EXERCISE GOAL: State how many lines of the entries hold the string "beach", and nothing more.

GIVEN INFORMATION:
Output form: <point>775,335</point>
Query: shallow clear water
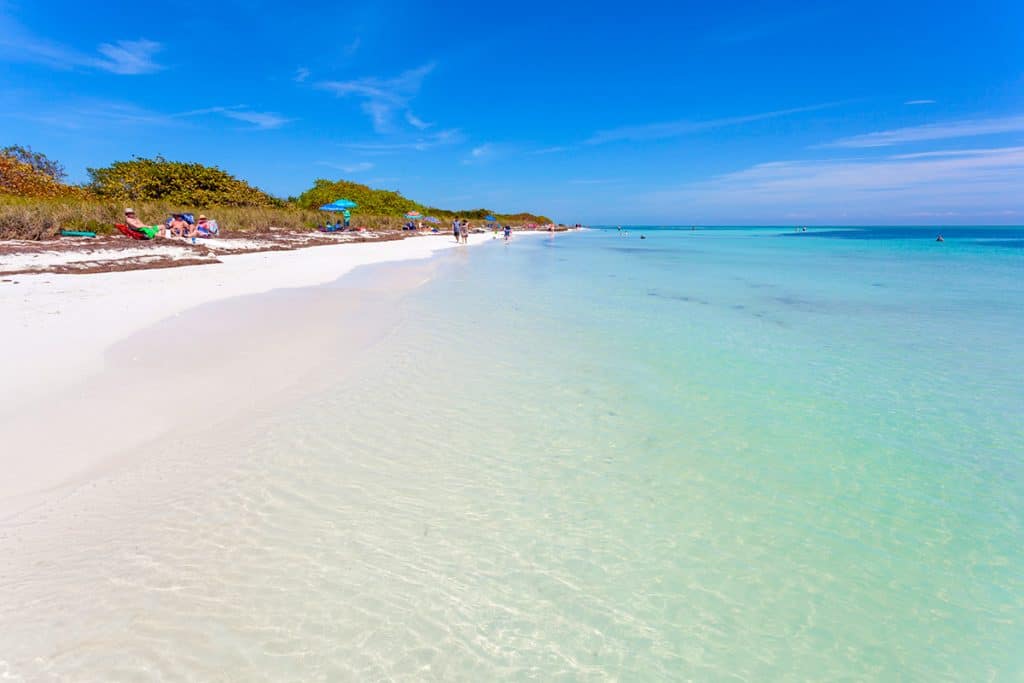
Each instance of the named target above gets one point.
<point>738,455</point>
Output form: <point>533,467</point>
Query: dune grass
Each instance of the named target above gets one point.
<point>36,218</point>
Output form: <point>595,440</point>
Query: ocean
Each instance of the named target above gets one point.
<point>744,454</point>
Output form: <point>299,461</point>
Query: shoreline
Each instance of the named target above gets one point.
<point>98,366</point>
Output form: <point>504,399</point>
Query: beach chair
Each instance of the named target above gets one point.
<point>132,232</point>
<point>211,229</point>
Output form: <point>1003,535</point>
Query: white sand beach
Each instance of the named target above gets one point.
<point>95,364</point>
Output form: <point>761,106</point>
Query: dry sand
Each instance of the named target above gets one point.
<point>96,365</point>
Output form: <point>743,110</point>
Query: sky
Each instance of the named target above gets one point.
<point>655,113</point>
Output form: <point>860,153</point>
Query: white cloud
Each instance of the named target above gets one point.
<point>552,150</point>
<point>383,98</point>
<point>481,154</point>
<point>348,168</point>
<point>937,131</point>
<point>657,131</point>
<point>128,57</point>
<point>260,120</point>
<point>416,122</point>
<point>968,180</point>
<point>422,143</point>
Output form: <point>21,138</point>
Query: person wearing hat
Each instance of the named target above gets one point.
<point>204,227</point>
<point>178,225</point>
<point>132,221</point>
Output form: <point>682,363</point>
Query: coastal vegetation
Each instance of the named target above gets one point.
<point>36,203</point>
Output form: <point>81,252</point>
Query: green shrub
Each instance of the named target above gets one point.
<point>179,182</point>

RESPONSE TO THIS TASK: 2